*Records for the exercise*
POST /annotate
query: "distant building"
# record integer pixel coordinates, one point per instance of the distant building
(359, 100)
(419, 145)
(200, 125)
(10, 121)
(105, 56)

*Task to carry out*
Your response must contain all of the records, copied exactly.

*Your solution*
POST /annotate
query: "distant building"
# record integer pixel coordinates, one point per instance of the distant building
(359, 100)
(419, 145)
(200, 125)
(10, 121)
(105, 56)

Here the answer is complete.